### Source
%%
Le Président de la République française, 

Sur la proposition du président du conseil, ministre des affaires étrangères, du ministre des finances et du ministre du commerce et de l’industrie,

DECRETE

Art. 1er, — Le Sénat et la Chambre des députés ayant approuvé la convention de commerce et de navigation signée à Paris, le 19 août 1911. entre la France et le Japon, et cet acte ayant été ratifié, ladite convention dont la teneur suit recevra sa pleine et entière exécution.

CONVENTION

DE COMMERCE ET DE NAVIGATION ENTRE LA FRANCE ET LE JAPON

Le Président de la République française et S. M. l’empereur du Japon, également animés du désir de resserrer les relations d’amitié et de bonne entente qui existent heureusement entre eux et leurs Etats respectifs, et persuadés que la détermination d’une manière claire et positive des règles qui, à l’avenir, doivent s’appliquer aux rapports commerciaux entre les deux pays, contribuera à la réalisation de ce résultat hautement désirable, ont résolu de conclure à cet effet une convention de commerce et de navigation, et ont nommé pour leurs plénipotentiaires, savoir :

Le Président de la République française :

M. J. de Selves, sénateur, ministre des affaires étrangères ;

M. L.-L. Klotz, député, ministre des finances ;

Et M. Ch. Couybà, sénateur, ministre du commerce et de l’industrie ;

Et S. M. l’empereur du Japon :

Le baron Shinichiro Kurino, grand cordon du Soleil levant, Shosammi, son ambassadeur extraordinaire et plénipotentiaire près le Gouvernement de la République française.
%%
### Données fournies
%%
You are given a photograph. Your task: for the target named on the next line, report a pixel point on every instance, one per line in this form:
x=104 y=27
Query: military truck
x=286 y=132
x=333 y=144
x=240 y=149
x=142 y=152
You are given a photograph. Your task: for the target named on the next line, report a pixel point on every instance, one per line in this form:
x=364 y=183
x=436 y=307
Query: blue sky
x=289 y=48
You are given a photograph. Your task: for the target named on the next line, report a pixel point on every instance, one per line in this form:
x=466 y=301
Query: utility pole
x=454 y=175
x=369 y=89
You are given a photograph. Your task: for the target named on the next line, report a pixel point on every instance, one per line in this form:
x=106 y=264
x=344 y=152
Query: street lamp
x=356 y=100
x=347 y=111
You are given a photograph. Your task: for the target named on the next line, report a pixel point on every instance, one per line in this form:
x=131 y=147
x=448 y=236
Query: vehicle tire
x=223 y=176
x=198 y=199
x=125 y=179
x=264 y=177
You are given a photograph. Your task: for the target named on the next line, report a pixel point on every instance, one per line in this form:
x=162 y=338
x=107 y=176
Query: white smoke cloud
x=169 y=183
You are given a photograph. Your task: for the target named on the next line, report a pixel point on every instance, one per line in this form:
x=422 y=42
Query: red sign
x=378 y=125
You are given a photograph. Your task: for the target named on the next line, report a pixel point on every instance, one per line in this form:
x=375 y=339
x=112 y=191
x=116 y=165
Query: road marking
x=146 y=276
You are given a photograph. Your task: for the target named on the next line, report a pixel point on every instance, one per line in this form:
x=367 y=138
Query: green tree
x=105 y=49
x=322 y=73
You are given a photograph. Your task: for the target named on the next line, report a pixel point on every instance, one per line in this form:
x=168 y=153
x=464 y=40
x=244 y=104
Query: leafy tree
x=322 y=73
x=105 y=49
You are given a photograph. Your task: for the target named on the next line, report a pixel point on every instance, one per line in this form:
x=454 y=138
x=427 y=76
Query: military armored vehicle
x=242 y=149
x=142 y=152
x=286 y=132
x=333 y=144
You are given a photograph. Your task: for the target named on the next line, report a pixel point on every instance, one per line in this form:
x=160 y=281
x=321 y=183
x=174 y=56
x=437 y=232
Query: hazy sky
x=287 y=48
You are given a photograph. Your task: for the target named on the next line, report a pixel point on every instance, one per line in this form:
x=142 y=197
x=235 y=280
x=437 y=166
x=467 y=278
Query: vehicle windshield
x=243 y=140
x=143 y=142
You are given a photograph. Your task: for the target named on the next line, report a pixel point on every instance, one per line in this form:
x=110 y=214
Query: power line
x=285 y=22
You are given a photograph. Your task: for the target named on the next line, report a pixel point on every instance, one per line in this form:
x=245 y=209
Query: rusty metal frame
%%
### Consignes de l'exercice
1. Répondez à ces questions d'après la source :
(a) À quelle date et dans quelle ville la convention a-t-elle été signée ?
(b) Quel ministère M. L.-L. Klotz dirige-t-il ?
(c) Quelle fonction le baron Shinichiro Kurino occupe-t-il auprès du Gouvernement de la République française ?
2. Recopiez mot pour mot le passage de la source qui commence par « M. L.-L. Klotz, député, ministre » et se termine par « la République française. ».
Les données constituent un matériau distinct de la source.

### Réponses par consigne
1.
(a) Elle a été signée à Paris le 19 août 1911.
(b) Il est ministre des finances.
(c) Il est ambassadeur extraordinaire et plénipotentiaire de l'empereur du Japon.

2.
M. L.-L. Klotz, député, ministre des finances ;

Et M. Ch. Couybà, sénateur, ministre du commerce et de l’industrie ;

Et S. M. l’empereur du Japon :

Le baron Shinichiro Kurino, grand cordon du Soleil levant, Shosammi, son ambassadeur extraordinaire et plénipotentiaire près le Gouvernement de la République française.